◆ What this task involves
Every entry should be copied exactly, with nothing added or dropped.

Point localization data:
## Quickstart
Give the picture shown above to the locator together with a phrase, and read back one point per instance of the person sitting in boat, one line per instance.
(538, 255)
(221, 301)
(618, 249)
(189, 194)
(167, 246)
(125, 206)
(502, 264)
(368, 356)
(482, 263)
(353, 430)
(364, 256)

◆ Answer box
## Quickstart
Give the picture shown above to the locator together with a phrase, and read back one point per instance of the person sitting in boat, one line per instance.
(538, 255)
(221, 301)
(618, 249)
(189, 194)
(167, 246)
(125, 206)
(502, 264)
(368, 356)
(482, 263)
(353, 430)
(364, 256)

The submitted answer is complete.